* [READING PASSAGE]

>>>

Marina power outage declared emergency

A recent power outage at the Oak Harbor Marina is officially an urgent concern.

A recent power outage at the Oak Harbor Marina is officially an urgent concern, which means the city can move forward quicker with fixes.

At an Oak Harbor Council work session Wednesday, the members unanimously passed a declaration of emergency for the city-owned facility.

On Saturday, March 16, an electrician found a serious electrical system failure causing a power line to arc, cutting power to the E, F and G docks, said Parks and Rec Director Brian Smith at the meeting.

The sheathing on two cables in the conduit underwater wore through and shortened each other out, said Sabrina Combs, interim city administrator.

The conduit was “gurgling,” alerting staff, said Mike Droe, a boat owner in the marina.

The power outage affects 120 vessels, including liveaboards, rendering useless boat batteries, refrigerators, bilge pumps, security cameras, Wi-Fi, dock safety lighting, channel markers and more. Obviously, this creates serious safety, security and navigational hazards, Smith said.

If boat batteries are dead, bilge pumps will not come on, Combs said. This means that if the boat is taking on water, it may fill with water and sink.

Droe showed up to the marina the day after the power went out to a dead battery, he said. After following up with marina staff, he was told they were waiting on a second bid from a contractor to get it fixed. Then it would be two to three weeks for the parts to come in. After that, it would be another week of labor.

He immediately considered guest mooring in Anacortes or La Conner, he said, but for the time it would take for the Oak Harbor Marina to restore power, the bill would be very expensive.

Droe said he had greater concerns for the liveaboards. He wasn’t sure what an alternative heat source would be for them.

Any liveaboard that has requested to be moved to a dock with electricity has been moved, Smith said, and staff are continuously checking with the liveaboards who decided to stay put to make sure they are safe.

That said, there may be space limitations for relocating all of them, he said.

Droe does not point fingers, he said, but believes this deserves an emergency declaration to skip the bidding process and get it fixed faster.

“I don’t blame or hold the staff accountable or anything like that,” he said. “These are things that happen when power is across the water.”

According to Smith, underwater wiring is a big part of the problem, as is old infrastructure.

“The marina is 50 years old,” he said. “It is starting to show its age, despite the best efforts of our outstanding marina staff.”

Two cables need to be replaced, he said, one going from junction box 1, 1.5 feet underwater, to junction box 2. The other is a failed feeder connecting junction box 1 and 4. Conduits have separated from junction boxes, allowing water in. Protective sleeving and casing, with time, is worn out as well.

<<<

* [TASKS FOR THIS EXERCISE]
1. Reproduce the marina outage article word for word, starting with "The power outage" and going on through "water and sink.".
2. Turn the paragraph of the marina outage article that begins "Droe showed up to the marina" into a short list that keeps its main facts.
The rows have no connection to the marina outage article.

* [RAW RECORDS]
>>>

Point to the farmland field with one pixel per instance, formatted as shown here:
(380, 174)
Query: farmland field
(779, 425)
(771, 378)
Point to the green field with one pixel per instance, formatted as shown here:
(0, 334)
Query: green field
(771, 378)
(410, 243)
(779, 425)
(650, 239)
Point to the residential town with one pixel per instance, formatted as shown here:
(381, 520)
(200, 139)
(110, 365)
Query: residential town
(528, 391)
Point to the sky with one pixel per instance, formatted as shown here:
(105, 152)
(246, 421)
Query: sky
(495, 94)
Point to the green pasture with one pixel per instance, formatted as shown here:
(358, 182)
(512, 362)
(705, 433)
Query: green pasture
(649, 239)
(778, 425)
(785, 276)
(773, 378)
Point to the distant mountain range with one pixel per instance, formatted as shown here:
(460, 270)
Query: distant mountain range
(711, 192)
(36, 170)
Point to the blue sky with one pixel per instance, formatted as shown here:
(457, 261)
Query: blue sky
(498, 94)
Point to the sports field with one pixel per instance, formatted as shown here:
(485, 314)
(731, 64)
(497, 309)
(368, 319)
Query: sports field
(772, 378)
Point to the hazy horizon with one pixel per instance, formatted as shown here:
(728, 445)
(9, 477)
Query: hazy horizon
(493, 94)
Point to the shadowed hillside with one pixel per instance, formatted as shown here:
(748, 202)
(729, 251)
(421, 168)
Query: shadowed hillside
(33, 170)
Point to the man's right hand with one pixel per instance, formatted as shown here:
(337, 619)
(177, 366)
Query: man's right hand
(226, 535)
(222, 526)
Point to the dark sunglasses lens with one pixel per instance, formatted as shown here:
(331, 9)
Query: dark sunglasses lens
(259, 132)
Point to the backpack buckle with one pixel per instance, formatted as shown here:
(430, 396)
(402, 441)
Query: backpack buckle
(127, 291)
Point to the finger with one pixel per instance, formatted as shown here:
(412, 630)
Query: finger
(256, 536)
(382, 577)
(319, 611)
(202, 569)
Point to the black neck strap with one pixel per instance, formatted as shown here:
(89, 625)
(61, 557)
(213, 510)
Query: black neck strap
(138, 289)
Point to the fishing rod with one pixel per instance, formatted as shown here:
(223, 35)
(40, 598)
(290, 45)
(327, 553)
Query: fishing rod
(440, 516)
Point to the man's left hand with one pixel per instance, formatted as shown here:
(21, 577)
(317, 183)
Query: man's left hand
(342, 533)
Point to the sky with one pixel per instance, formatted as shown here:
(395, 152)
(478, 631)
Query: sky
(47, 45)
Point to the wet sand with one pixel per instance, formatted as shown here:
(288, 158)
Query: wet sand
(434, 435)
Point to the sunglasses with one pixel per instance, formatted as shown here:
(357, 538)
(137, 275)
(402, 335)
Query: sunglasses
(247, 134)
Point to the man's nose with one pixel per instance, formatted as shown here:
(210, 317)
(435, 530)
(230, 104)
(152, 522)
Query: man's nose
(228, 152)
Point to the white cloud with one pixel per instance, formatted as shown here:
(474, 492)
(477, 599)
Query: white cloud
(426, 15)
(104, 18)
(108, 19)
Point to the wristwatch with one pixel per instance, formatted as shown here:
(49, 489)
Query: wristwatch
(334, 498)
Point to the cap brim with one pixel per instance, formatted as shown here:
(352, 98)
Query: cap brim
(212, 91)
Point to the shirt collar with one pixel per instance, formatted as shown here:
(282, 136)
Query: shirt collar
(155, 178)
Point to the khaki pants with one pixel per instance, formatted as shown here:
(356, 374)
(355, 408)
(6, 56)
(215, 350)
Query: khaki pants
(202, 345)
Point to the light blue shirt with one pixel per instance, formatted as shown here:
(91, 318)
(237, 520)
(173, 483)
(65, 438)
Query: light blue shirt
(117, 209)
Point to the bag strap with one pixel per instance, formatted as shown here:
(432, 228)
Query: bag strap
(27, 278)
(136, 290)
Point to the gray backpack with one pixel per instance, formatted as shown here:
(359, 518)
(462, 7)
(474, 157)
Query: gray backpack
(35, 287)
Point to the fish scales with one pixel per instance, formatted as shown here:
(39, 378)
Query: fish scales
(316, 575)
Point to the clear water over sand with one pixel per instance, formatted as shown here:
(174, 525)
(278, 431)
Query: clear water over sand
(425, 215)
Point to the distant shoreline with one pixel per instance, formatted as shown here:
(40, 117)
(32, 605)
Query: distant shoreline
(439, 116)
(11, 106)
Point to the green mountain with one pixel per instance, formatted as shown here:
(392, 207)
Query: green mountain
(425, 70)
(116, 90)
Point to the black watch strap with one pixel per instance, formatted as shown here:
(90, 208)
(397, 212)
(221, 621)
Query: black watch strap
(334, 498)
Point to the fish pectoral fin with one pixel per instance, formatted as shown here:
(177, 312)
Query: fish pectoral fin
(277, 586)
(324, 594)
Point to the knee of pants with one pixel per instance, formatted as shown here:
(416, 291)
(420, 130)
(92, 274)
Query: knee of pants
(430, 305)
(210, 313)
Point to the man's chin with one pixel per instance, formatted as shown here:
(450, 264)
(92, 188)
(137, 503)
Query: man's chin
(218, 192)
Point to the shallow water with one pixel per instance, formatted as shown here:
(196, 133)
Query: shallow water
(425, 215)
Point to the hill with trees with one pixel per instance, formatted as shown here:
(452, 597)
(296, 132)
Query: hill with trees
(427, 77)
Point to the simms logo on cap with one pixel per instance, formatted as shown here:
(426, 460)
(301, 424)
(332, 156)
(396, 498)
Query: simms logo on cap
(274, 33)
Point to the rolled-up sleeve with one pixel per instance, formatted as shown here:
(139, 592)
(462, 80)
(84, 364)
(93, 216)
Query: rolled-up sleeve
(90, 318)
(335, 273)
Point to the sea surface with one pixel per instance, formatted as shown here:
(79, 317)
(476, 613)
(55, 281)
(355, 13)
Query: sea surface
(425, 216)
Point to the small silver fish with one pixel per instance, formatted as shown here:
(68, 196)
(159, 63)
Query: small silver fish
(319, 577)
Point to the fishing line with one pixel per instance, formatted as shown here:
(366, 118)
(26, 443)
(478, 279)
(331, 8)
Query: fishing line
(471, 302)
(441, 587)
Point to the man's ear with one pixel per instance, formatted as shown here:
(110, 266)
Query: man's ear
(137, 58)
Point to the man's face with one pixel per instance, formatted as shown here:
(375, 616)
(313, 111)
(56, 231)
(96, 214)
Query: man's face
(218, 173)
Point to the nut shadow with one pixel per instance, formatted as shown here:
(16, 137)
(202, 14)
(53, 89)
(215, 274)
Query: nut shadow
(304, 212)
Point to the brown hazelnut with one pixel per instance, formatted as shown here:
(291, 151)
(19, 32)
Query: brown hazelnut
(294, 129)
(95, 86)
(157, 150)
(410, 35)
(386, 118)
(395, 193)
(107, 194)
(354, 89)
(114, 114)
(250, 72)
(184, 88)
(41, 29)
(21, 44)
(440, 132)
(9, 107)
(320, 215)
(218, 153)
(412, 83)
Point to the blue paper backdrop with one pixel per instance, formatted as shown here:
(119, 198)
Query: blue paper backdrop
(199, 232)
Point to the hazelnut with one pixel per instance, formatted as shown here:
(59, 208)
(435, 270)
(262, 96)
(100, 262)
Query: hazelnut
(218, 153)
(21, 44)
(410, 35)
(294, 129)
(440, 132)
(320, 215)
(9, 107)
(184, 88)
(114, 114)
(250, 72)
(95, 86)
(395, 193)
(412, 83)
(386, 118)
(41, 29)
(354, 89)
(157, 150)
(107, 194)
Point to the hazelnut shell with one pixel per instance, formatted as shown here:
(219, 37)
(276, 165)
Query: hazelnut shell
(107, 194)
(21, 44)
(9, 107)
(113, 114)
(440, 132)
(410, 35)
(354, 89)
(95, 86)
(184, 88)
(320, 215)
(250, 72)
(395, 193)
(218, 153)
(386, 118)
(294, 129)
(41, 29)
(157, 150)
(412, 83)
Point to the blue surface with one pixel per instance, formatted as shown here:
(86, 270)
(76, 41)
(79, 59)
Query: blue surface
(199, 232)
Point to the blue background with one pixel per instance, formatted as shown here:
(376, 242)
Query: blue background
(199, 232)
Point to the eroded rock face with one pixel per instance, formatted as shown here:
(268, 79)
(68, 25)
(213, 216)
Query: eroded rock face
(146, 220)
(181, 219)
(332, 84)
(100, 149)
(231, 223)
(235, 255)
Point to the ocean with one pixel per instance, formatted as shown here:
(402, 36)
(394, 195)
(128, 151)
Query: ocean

<<<

* [OUTPUTS IN ORDER]
1.
The power outage affects 120 vessels, including liveaboards, rendering useless boat batteries, refrigerators, bilge pumps, security cameras, Wi-Fi, dock safety lighting, channel markers and more. Obviously, this creates serious safety, security and navigational hazards, Smith said.

If boat batteries are dead, bilge pumps will not come on, Combs said. This means that if the boat is taking on water, it may fill with water and sink.

2.
- Droe came to the marina the day after the power went out and found a dead battery.
- Marina staff told him they were waiting on a second bid from a contractor to fix it.
- The parts would then take two to three weeks to arrive.
- Labor would take another week after that.